━━ DATA FOR THE TASK

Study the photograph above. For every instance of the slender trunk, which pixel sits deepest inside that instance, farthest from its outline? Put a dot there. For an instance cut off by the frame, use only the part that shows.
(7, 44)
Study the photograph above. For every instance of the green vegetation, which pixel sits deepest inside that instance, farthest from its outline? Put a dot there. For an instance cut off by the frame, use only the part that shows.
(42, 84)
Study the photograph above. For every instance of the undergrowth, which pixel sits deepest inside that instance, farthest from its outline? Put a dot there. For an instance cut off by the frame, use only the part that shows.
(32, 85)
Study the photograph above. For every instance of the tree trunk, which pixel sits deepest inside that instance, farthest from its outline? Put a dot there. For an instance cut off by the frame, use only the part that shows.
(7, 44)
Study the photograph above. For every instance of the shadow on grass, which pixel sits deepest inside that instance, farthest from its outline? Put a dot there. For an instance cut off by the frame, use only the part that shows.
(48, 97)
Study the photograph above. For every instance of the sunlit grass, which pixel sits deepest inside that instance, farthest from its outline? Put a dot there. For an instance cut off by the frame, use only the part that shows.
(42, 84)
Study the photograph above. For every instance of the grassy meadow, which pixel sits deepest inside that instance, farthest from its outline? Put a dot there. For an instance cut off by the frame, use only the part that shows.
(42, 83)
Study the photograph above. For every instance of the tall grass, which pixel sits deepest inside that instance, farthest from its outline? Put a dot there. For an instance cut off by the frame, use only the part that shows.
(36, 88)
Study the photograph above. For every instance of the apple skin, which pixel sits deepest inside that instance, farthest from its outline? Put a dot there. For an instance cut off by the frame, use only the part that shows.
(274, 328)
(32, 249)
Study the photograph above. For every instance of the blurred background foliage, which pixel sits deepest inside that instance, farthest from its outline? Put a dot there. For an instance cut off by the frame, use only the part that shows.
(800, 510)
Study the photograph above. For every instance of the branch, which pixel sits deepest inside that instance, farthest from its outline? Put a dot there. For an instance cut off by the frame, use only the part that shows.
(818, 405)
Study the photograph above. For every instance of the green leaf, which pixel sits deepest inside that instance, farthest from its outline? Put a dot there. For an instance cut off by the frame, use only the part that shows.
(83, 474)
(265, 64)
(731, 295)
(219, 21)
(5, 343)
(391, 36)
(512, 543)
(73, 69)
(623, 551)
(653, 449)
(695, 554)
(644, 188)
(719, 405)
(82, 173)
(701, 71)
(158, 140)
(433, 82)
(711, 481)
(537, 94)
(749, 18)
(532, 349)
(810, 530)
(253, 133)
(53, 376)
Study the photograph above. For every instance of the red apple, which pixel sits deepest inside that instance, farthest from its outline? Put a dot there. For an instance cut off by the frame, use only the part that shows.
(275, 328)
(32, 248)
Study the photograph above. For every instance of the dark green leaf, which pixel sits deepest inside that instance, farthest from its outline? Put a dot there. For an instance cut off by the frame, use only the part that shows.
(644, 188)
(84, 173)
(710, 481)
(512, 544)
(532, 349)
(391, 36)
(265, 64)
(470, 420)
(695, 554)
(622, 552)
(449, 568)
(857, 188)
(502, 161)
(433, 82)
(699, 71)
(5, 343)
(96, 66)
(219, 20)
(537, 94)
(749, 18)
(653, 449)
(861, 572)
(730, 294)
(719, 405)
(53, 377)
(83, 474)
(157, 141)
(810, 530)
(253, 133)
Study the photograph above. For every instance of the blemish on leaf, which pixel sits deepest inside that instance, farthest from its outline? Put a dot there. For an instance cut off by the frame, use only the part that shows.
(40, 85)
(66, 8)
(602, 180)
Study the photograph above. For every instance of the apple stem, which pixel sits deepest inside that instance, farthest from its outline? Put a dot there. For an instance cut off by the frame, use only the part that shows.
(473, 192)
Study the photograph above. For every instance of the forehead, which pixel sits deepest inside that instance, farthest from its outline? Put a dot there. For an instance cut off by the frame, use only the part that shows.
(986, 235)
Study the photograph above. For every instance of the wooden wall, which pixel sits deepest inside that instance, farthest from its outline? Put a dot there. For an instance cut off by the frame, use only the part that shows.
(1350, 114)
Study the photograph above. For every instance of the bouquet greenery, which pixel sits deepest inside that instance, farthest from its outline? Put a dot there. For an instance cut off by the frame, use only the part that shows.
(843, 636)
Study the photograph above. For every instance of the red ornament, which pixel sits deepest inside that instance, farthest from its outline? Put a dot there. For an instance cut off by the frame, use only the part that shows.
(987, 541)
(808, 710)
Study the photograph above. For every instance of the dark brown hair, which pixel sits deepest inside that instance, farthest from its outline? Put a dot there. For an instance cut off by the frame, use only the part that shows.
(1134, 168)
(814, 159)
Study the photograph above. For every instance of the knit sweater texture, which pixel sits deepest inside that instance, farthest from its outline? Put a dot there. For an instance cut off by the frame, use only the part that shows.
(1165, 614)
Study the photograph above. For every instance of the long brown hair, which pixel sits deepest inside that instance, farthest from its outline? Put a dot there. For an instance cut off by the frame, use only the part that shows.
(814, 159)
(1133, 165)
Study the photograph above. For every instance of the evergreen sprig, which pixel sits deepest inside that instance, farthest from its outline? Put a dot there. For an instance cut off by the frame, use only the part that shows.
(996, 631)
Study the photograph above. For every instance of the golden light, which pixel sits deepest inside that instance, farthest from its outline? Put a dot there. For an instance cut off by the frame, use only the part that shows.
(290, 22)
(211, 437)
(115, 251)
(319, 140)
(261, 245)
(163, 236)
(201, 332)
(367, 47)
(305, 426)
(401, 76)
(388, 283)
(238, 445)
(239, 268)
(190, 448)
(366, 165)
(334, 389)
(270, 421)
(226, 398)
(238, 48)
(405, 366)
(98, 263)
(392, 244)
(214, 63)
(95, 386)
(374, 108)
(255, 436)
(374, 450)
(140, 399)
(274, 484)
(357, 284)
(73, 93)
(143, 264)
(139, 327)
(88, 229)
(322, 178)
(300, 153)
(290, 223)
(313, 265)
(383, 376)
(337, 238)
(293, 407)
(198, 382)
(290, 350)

━━━━

- EXERCISE GOAL: All of the data is to be written out again, word for word.

- EXERCISE RESULT:
Study the photograph above. For every instance of the slender trunk, which pixel sits deepest inside that instance, farthest from its outline? Put a dot there. For an instance cut off by the frame, use only the part that shows.
(7, 44)
Study the photograph above. For every instance of the green vegetation, which pixel sits deepest inside that instance, farthest from its outline? Put a dot there. For an instance cut off by the frame, use only the part that shows.
(42, 84)
Study the photograph above. For every instance of the undergrowth, which pixel sits deepest inside that instance, farthest from its outline? Put a dot there. For an instance cut off by the frame, use only the part that shows.
(32, 85)
Study the photograph above. For every instance of the tree trunk, which pixel sits deepest inside that instance, farthest from its outline? Put a dot there. For an instance cut off by the frame, use only the part that shows.
(7, 44)
Study the photograph above. For every instance of the shadow on grass, which pixel sits deepest inside that instance, farthest from its outline? Put a dot there. For an instance cut off by the frame, use only the part that shows.
(48, 97)
Study the photograph above. For every instance of the sunlit grass, which pixel sits deepest inside that instance, farthest from its outline? Put a dot there. For an instance cut off by the frame, use only the part that shows.
(42, 84)
Study the photograph above. For every instance of the grassy meadow, which pixel sits deepest inside that instance, farthest from its outline? Put a dot there. For an instance cut off by the frame, use only the part that shows.
(42, 83)
Study the photograph above. For every instance of the tall grass, which pixel sits deepest inside that instance, farthest from its outline? Put a dot there. For an instance cut off by the frame, use only the part that shows.
(36, 88)
Study the photograph above. For every instance of the apple skin, which pixel sits deepest inside that instance, farthest from its outline? Put a dot there. For an instance cut off by the frame, use only the part that shows.
(274, 328)
(32, 249)
Study the photograph above. For every instance of the blurred background foliage, which pixel sits deepest inside that instance, farthest from its outline? Put a dot there. For an instance cut off by the frame, use only the part that shows.
(800, 510)
Study the photograph above. For every instance of the branch, which pixel sits deepest inside that instance, farthest from its outline? Put a dot there. For an instance cut off by the frame, use only the part that shows.
(818, 405)
Study the photograph above. For every instance of the green leaf, which pixel sits deepest inside that instance, farthest from its outline? Put a dot there. For an instance cut off by the frame, use only the part that shows.
(83, 474)
(265, 64)
(731, 295)
(219, 21)
(5, 343)
(391, 36)
(512, 543)
(73, 69)
(623, 551)
(653, 449)
(695, 554)
(644, 188)
(719, 405)
(82, 173)
(701, 71)
(158, 140)
(433, 82)
(711, 481)
(537, 94)
(749, 18)
(532, 349)
(810, 530)
(253, 133)
(53, 376)
Study the photograph above. For every instance of the red apple, which pixel sits deepest inside that instance, farthest from its outline? Put a dot there. For an instance cut off by the frame, use only the part that shows.
(275, 328)
(32, 248)
Study the photograph above. For every instance of the dark green leaf, which pixel sits deepest inside that instance, farthest from its outline? Put a dot there. For an instance cut off by the frame, use only the part that shows.
(644, 188)
(84, 173)
(710, 481)
(512, 544)
(532, 349)
(391, 36)
(265, 64)
(470, 420)
(695, 554)
(622, 552)
(449, 568)
(857, 188)
(502, 161)
(433, 82)
(699, 71)
(5, 343)
(96, 66)
(219, 20)
(537, 94)
(749, 18)
(653, 449)
(861, 572)
(730, 294)
(719, 405)
(53, 377)
(83, 474)
(157, 141)
(810, 530)
(253, 133)
Study the photograph above. For every instance of the blemish on leaf, which pixel sits deepest inside that instance, farthest from its outline? Put a dot there. For an instance cut off by the frame, use only the part that shows.
(40, 85)
(66, 8)
(602, 180)
Study the photograph above. For every instance of the apple stem, which pixel sits deepest inside that instance, farthest from its outline? Put a dot there. For an instance cut off by the frame, use only the part that shows.
(473, 192)
Study the photograph above. For every instance of the forehead, which pixel sits deepest inside that instance, farthest from its outline? Put a dot there. For an instance cut off by the frame, use only the part that shows.
(986, 235)
Study the photograph above. For every instance of the wooden wall, which pixel sits deepest inside that instance, farthest from its outline? Put a dot there. For an instance cut off by the frame, use only the part that shows.
(1350, 114)
Study the photograph above. For every instance of the bouquet greenery, which pixel sits deepest inside that instance, farthest from its outline? Put a dot there. For an instance cut off by the frame, use only the part that shows.
(843, 636)
Study the photograph above. For every instance of the red ornament, which pixel sits deepest inside that instance, farthest from its outline? Put a dot there. For an instance cut off by the frame, use only the part that shows.
(987, 541)
(808, 710)
Study the photograph above. For every instance of the dark brown hair, which pixel sits deepest inside that instance, farthest from its outline? Put a dot there. For an instance cut off by the frame, use only the part that shows.
(1134, 168)
(814, 159)
Study the photograph above. For every instance of the knit sweater texture, which pixel sits deepest inside that instance, farthest from its outline? Put a dot there. For an instance cut off by the frame, use only the part that shows.
(1165, 614)
Study the photograph above. For every instance of the long brown hair, which pixel sits deepest inside that instance, farthest from its outline? Put a dot there. For an instance cut off by the frame, use only the part that shows.
(814, 159)
(1133, 165)
Study the photograph above. For every instance of the evergreen sprig, which pixel sits deepest inside that instance, farthest from its outline? Put a dot there. For an instance cut off by the frame, use only the part that shows.
(996, 631)
Study the photograph above. For every instance of the golden light, which pixel sits deepest inside that instance, farthest from its outline? Put a dot there. For an instance cut off by the frame, use only the part that shows.
(290, 22)
(211, 437)
(115, 251)
(319, 140)
(261, 245)
(163, 236)
(201, 332)
(367, 47)
(305, 426)
(401, 76)
(388, 283)
(238, 445)
(239, 268)
(190, 448)
(366, 165)
(334, 389)
(270, 421)
(226, 398)
(238, 48)
(405, 366)
(98, 263)
(392, 244)
(214, 63)
(95, 386)
(374, 108)
(255, 436)
(374, 450)
(140, 399)
(274, 484)
(357, 284)
(73, 93)
(143, 264)
(139, 327)
(88, 229)
(322, 178)
(300, 153)
(290, 223)
(313, 265)
(383, 376)
(337, 238)
(293, 407)
(198, 382)
(290, 350)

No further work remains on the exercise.